**Instructions for the task:**
Below is some material; transcribe all of it exactly.

Stored data entries

○ ○ ○ ○ ○ ○ ○

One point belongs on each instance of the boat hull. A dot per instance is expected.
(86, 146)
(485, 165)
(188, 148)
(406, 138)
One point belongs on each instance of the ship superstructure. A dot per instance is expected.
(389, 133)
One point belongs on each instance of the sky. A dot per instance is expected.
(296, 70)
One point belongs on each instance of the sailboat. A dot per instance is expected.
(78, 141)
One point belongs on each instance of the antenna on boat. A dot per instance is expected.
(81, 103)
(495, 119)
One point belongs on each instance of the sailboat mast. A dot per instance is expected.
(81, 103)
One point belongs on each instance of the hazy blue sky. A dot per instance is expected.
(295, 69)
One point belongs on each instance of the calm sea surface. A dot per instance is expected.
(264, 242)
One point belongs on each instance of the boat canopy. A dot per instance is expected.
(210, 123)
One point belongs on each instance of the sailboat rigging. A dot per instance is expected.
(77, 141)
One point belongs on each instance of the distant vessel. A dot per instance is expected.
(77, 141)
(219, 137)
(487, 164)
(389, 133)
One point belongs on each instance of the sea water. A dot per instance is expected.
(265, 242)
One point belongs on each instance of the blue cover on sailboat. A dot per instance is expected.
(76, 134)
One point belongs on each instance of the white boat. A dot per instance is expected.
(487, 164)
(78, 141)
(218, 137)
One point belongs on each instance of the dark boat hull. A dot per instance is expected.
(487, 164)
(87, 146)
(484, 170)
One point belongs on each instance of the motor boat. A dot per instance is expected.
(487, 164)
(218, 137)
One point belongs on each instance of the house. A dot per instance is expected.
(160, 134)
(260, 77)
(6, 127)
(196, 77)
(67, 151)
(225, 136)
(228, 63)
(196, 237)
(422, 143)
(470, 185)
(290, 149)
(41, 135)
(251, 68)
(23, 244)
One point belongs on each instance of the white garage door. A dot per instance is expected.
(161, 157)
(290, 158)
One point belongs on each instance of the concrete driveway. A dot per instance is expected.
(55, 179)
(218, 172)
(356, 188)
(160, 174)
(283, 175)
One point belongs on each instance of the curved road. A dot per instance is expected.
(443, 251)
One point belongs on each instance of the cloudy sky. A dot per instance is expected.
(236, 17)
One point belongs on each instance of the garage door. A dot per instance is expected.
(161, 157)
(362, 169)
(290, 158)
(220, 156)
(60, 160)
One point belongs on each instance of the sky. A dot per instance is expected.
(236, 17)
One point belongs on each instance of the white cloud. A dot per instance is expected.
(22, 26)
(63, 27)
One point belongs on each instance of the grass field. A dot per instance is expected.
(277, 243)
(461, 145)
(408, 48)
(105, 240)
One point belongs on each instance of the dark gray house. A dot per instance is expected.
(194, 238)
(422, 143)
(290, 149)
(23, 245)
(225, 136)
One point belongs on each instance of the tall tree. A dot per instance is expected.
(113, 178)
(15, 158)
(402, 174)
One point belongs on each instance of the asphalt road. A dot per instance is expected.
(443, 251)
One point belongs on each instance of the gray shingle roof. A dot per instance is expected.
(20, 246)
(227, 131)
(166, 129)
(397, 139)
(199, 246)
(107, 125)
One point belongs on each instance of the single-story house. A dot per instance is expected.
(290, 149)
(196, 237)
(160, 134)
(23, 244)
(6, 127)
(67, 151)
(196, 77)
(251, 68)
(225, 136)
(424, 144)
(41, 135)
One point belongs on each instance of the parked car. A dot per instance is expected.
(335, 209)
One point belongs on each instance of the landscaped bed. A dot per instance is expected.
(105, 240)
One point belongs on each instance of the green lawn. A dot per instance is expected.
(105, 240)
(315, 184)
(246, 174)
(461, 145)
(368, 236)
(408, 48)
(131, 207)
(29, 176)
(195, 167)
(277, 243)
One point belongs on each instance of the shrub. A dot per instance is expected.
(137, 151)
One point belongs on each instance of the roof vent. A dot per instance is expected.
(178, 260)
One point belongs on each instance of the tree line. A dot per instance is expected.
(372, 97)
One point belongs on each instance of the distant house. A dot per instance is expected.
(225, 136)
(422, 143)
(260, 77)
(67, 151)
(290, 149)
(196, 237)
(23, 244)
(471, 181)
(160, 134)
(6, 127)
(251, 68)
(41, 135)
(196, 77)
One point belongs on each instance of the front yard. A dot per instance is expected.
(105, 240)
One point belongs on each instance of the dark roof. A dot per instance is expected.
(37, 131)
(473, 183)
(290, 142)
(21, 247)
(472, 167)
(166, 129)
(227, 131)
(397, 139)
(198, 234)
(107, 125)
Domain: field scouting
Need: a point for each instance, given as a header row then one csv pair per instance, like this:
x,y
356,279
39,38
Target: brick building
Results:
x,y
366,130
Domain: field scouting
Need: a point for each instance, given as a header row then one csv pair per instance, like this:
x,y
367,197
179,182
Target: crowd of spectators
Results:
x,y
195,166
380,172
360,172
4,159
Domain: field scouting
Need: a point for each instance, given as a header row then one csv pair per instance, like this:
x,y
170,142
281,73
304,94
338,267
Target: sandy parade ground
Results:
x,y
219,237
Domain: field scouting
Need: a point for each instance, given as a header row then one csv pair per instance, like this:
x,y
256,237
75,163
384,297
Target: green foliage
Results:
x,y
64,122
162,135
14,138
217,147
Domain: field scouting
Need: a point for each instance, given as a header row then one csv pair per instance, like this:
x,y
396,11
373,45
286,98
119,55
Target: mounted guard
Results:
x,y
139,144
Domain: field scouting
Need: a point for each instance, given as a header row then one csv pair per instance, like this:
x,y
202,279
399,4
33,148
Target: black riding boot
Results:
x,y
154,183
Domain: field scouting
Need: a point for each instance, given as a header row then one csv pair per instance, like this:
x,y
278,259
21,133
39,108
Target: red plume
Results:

○ ○ ○ ○ ○ ○ ○

**Result for this task:**
One point belongs on each instance of the boat hull. A dot per instance is expected.
(86, 146)
(485, 165)
(188, 148)
(406, 138)
One point belongs on each instance of the ship superstructure. A dot per instance is expected.
(389, 133)
One point belongs on each instance of the sky. A dot per instance is expected.
(296, 70)
One point belongs on each instance of the sailboat. A dot per instance is expected.
(78, 141)
One point belongs on each instance of the antenna on boat. A dot per instance is expected.
(81, 103)
(495, 119)
One point belongs on each instance of the sailboat mast. A dot per instance is expected.
(81, 103)
One point belongs on each instance of the hazy blue sky. A dot per instance is expected.
(295, 69)
One point belongs on each instance of the calm sea surface. A dot per instance is expected.
(264, 242)
One point belongs on each instance of the boat canopy. A dot per instance is expected.
(210, 123)
One point belongs on each instance of the sailboat rigging. A dot per instance is expected.
(77, 141)
One point belongs on each instance of the distant vessel. A dot per instance is expected.
(77, 141)
(219, 137)
(487, 164)
(389, 133)
One point belongs on each instance of the sea water. A dot per instance is expected.
(265, 242)
One point belongs on each instance of the blue cover on sailboat. A dot per instance is expected.
(76, 134)
One point belongs on each instance of the white boat. A dot per instance is expected.
(487, 164)
(78, 141)
(218, 137)
One point belongs on each instance of the dark boat hull. A dot per instance is expected.
(487, 164)
(87, 146)
(484, 170)
One point belongs on each instance of the motor boat. A dot per instance is expected.
(487, 164)
(218, 137)
One point belongs on each instance of the house. A dot per instance is expected.
(160, 134)
(260, 77)
(6, 127)
(196, 77)
(67, 151)
(225, 136)
(228, 63)
(196, 237)
(422, 143)
(470, 185)
(290, 149)
(41, 135)
(251, 68)
(23, 244)
One point belongs on each instance of the white garage door. A dot per instance is expected.
(161, 157)
(290, 158)
One point belongs on each instance of the concrete driveway. A dot per instance is expected.
(55, 179)
(218, 172)
(356, 188)
(160, 174)
(283, 175)
One point belongs on each instance of the curved road. A dot per instance is expected.
(443, 251)
One point belongs on each instance of the cloudy sky. A dot per instance is expected.
(236, 17)
One point belongs on each instance of the garage door. A dot per instance is expected.
(161, 157)
(362, 169)
(290, 158)
(220, 156)
(60, 160)
One point belongs on each instance of the sky. A dot per instance is expected.
(236, 17)
One point belongs on each instance of the white cloud. A dot per instance is expected.
(22, 26)
(63, 27)
One point belongs on each instance of the grass field. A dot per instance is expected.
(277, 243)
(461, 145)
(408, 48)
(105, 240)
One point belongs on each instance of the dark gray house. A dot per instance is expected.
(194, 238)
(422, 143)
(290, 149)
(23, 245)
(225, 136)
One point belongs on each instance of the tall tree. A dot per instance is expected.
(113, 178)
(15, 158)
(402, 174)
One point belongs on each instance of the asphalt road. A dot per instance is expected.
(443, 251)
One point belongs on each instance of the gray shingle roof. A dot per instance is expected.
(20, 246)
(227, 131)
(166, 129)
(397, 139)
(199, 246)
(107, 125)
One point belongs on each instance of the single-story house. A dot per instance is expected.
(290, 149)
(196, 237)
(160, 134)
(23, 244)
(6, 127)
(67, 151)
(196, 77)
(251, 68)
(225, 136)
(424, 144)
(41, 135)
One point belongs on each instance of the parked car. A dot per instance is expected.
(335, 209)
One point belongs on each instance of the landscaped bed. A dot per instance is expected.
(105, 240)
One point belongs on each instance of the green lawn. A dot per instance is expected.
(105, 240)
(315, 184)
(246, 174)
(461, 145)
(368, 236)
(408, 48)
(131, 207)
(29, 176)
(195, 167)
(277, 243)
One point belongs on each instance of the shrub. A dot per instance is expected.
(137, 151)
One point belongs on each instance of the roof vent. A dot per instance is expected.
(178, 260)
One point belongs on each instance of the tree line. A dot per instance is expected.
(372, 97)
One point belongs on each instance of the distant house. A dot per instance is expected.
(225, 136)
(422, 143)
(260, 77)
(67, 151)
(290, 149)
(196, 237)
(23, 244)
(471, 181)
(160, 134)
(6, 127)
(251, 68)
(41, 135)
(196, 77)
One point belongs on each instance of the front yard. A dot per instance is expected.
(105, 240)
One point belongs on each instance of the dark roof. A dot per instance is expected.
(37, 131)
(473, 183)
(290, 142)
(21, 247)
(472, 167)
(166, 129)
(227, 131)
(397, 139)
(198, 234)
(107, 125)
Domain: field scouting
Need: a point for each instance, given as a header row then one csv pair per instance, like this:
x,y
356,279
39,38
Target: brick building
Results:
x,y
366,130
Domain: field scouting
Need: a point for each instance, given as a header row then one csv pair per instance, like this:
x,y
367,197
179,182
Target: crowd of spectators
Results:
x,y
195,166
380,172
360,172
4,159
Domain: field scouting
Need: a point for each instance, given as a header row then one csv pair per instance, like this:
x,y
170,142
281,73
304,94
338,267
Target: sandy parade ground
Results:
x,y
219,237
Domain: field scouting
Need: a point for each instance, given as a header row then one csv pair per instance, like this:
x,y
256,237
75,163
384,297
Target: green foliage
Results:
x,y
64,122
162,135
14,138
217,147
Domain: field scouting
Need: a point for each instance, given as a header row then one csv pair per instance, like this:
x,y
396,11
373,45
286,98
119,55
Target: mounted guard
Results:
x,y
139,144
Domain: field scouting
Need: a point for each instance, given as a header row then one csv pair per instance, like this:
x,y
202,279
399,4
33,148
Target: black riding boot
Results:
x,y
154,183
Domain: field scouting
Need: a point for each instance, given as a header row then one csv pair per instance, like this:
x,y
278,259
21,133
39,108
Target: red plume
Results:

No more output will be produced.